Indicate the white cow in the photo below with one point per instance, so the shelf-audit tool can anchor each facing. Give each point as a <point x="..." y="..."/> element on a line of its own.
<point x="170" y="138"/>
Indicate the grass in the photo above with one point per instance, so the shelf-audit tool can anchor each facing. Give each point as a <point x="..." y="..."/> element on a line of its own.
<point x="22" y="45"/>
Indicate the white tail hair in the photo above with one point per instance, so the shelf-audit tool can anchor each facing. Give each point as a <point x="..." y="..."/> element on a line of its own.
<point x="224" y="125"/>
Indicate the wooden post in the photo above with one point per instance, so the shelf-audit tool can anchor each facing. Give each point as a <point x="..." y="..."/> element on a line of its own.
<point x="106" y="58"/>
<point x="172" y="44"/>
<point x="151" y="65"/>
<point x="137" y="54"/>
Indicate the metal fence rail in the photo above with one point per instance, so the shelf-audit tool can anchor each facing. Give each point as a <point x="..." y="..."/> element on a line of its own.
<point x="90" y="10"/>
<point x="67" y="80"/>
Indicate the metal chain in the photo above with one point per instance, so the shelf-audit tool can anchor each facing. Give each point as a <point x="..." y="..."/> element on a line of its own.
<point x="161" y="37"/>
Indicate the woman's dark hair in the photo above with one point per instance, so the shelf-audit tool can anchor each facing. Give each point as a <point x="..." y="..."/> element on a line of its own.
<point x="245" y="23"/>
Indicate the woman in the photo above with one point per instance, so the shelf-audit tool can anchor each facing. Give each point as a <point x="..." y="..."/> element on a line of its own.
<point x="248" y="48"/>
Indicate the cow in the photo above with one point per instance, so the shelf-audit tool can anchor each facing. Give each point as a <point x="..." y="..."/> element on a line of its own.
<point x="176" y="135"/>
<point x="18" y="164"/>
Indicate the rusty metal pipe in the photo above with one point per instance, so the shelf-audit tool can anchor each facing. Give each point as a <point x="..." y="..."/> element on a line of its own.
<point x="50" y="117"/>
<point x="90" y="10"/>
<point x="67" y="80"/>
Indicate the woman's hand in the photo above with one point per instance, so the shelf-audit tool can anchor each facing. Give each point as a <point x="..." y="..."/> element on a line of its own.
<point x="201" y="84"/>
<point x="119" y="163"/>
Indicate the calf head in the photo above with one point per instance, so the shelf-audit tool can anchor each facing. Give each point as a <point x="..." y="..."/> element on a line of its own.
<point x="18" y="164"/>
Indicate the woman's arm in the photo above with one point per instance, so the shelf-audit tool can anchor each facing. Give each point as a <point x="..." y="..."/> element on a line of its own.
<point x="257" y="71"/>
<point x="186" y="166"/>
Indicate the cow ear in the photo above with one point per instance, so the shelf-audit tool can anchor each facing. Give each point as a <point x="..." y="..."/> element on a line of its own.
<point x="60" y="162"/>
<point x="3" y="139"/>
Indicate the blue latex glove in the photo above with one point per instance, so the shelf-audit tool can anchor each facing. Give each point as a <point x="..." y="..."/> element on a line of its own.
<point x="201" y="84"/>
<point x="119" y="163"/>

> **Exercise requirements**: Offset every x and y coordinate in the answers by 85 across the stretch from the line containing "Indicate the rusty" through the end of the entries. Reproduce that stretch in full, with the requests unchanged.

> **Finished answer**:
Indicate the rusty metal pipe in the photo above with one point per instance, so the shelf-audit tool can anchor each facing. Give each point as a <point x="..." y="..."/> element on a line of its own.
<point x="135" y="202"/>
<point x="175" y="95"/>
<point x="152" y="165"/>
Indicate the woman's hand in the photo above with one point per instance, so the shelf-audit tool can anchor each facing. Give each point as a <point x="..." y="..."/> element on a line of its own.
<point x="286" y="169"/>
<point x="204" y="248"/>
Indicate the calf head in the photo above with one point per instance, so the shelf-audit tool can anchor each facing. Give each point as a <point x="..." y="..."/> element on a line of its own.
<point x="103" y="249"/>
Indicate the woman's arm in the photo above with one point per instance, so the shelf-audit tool can anchor each facing. Give each point as a <point x="..." y="..."/> element on a line of its own.
<point x="342" y="156"/>
<point x="271" y="251"/>
Indicate the cow ear in the photo above with one point per instance, so the shelf-audit tool can anchor each facing. Give each point as a <point x="..." y="..."/> element on a line of its own.
<point x="145" y="247"/>
<point x="88" y="224"/>
Indicate the blue latex glove in the photo above with one point per instance, so the shelf-audit tool can anchor each facing. Give each point as a <point x="..." y="..."/> element on a line of its own.
<point x="286" y="169"/>
<point x="204" y="248"/>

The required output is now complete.